— Exercise brief —
Copy each of the rows below line for line, without changing anything.

— Records to process —
------------------------
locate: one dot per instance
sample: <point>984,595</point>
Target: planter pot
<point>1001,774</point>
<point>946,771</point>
------------------------
— Completed task —
locate: one dot per instance
sample: <point>984,595</point>
Target: planter pot
<point>1001,774</point>
<point>946,771</point>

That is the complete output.